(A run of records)
※
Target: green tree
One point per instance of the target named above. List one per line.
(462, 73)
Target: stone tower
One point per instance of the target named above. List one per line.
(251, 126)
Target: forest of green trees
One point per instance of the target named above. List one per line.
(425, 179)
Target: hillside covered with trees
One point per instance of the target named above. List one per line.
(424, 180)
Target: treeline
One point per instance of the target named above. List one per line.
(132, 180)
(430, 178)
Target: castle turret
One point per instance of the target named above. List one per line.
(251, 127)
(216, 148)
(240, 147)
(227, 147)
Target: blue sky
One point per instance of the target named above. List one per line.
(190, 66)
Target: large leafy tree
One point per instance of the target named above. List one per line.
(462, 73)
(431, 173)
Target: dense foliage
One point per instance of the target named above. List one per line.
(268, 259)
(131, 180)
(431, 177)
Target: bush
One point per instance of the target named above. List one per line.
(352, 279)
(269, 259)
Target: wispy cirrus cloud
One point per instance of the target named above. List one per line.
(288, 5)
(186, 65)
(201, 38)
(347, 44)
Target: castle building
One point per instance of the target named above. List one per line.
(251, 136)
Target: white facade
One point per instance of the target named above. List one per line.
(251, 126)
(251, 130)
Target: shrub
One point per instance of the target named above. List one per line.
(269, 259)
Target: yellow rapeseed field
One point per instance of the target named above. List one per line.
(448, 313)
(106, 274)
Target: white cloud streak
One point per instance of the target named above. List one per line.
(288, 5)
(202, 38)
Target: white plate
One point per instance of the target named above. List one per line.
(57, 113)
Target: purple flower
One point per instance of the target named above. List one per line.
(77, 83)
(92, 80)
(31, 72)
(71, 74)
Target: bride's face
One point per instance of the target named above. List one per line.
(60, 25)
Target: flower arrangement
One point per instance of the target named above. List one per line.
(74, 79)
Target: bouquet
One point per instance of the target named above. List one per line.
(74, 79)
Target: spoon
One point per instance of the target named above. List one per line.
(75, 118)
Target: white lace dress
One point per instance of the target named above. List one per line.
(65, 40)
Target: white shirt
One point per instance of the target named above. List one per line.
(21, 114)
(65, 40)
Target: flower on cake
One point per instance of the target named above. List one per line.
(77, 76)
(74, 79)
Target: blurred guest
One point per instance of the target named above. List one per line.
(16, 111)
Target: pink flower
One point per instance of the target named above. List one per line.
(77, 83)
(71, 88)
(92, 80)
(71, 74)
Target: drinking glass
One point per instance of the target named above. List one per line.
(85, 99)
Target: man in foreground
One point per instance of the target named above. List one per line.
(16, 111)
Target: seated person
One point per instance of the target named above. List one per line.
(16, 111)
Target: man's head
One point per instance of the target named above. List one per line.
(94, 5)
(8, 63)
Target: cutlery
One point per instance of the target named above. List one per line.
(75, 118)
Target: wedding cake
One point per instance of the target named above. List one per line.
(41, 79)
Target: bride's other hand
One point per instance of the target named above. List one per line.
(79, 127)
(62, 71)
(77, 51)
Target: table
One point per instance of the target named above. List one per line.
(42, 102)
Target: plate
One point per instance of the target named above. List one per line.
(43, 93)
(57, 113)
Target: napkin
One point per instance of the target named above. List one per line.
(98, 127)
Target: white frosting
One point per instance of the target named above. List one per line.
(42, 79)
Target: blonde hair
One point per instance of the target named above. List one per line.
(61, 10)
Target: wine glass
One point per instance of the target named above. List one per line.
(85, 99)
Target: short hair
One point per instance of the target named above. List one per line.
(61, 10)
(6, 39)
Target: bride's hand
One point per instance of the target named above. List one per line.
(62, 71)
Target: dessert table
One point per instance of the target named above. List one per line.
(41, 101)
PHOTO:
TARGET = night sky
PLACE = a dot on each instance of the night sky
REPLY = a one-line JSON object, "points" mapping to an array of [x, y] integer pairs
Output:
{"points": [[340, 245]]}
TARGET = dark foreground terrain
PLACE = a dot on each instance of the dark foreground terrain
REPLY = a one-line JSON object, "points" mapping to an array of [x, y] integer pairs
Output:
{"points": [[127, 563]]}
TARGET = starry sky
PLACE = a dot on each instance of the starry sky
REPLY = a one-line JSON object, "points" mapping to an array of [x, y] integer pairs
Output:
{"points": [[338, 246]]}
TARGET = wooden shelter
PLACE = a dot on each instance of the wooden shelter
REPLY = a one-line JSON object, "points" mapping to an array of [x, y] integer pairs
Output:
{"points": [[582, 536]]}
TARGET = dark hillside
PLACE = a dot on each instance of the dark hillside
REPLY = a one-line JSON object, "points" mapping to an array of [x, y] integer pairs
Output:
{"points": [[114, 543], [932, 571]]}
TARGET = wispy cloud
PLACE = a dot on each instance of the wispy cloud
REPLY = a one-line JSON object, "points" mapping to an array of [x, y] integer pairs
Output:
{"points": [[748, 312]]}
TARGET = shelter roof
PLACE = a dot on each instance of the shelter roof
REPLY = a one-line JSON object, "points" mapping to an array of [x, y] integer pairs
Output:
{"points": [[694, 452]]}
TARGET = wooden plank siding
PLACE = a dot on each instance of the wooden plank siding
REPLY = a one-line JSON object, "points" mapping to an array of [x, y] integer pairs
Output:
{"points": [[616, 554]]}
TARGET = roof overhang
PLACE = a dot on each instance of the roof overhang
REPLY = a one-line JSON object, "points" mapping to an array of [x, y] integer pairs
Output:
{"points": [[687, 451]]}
※
• Objective: Rewrite the records from the line with "TARGET = dark foreground terrain" through the end of the records, with the requests included, and offset every point coordinate in the answers by adding 114 to it. Keep every other line unchanged.

• Exercise answer:
TARGET = dark foreground terrain
PLACE = a dot on each instance of the dark foreground terrain
REPLY = a one-line JSON object, "points" mapping to an array of [x, y] integer pairs
Output:
{"points": [[241, 677]]}
TARGET = starry sky
PLACE = a dot on each instance of the starry sky
REPLY = a one-line JSON object, "points" mapping to an array of [x, y] integer pairs
Output:
{"points": [[452, 360]]}
TARGET = wooden shelter
PLACE = a dot on each instance of the wooden shelter
REPLY = a one-line JSON object, "points" mapping to an array of [x, y] integer pairs
Output:
{"points": [[696, 650]]}
TARGET = dark hillside
PLACE = a dot on each instance of the dark hillside
REPLY = a one-line JSON object, "points" mapping to an array of [x, y] integer pairs
Output:
{"points": [[228, 657], [1046, 685]]}
TARGET = wispy cloud
PLACE = a dot on each instance of the wispy cloud
REPLY = a one-line JSON object, "points" mapping to an array of [x, y] integer pairs
Output:
{"points": [[862, 426]]}
TARGET = shelter roof
PLACE = a dot on each instance of the shelter roof
REPLY = a one-line JSON object, "points" mapping to an array of [x, y] integer pairs
Output:
{"points": [[808, 566]]}
TARGET = wooden plank siding
PLACE = a dot on each instance of the wooden plank siding
REPLY = a one-line JSON object, "points" mapping to an array of [x, y] integer pairs
Output:
{"points": [[730, 668]]}
TARGET = roof overhang
PLACE = a dot on each instance of the roof overhang
REPLY = a one-line JSON object, "points" mapping to an array of [x, y] integer pairs
Output:
{"points": [[801, 565]]}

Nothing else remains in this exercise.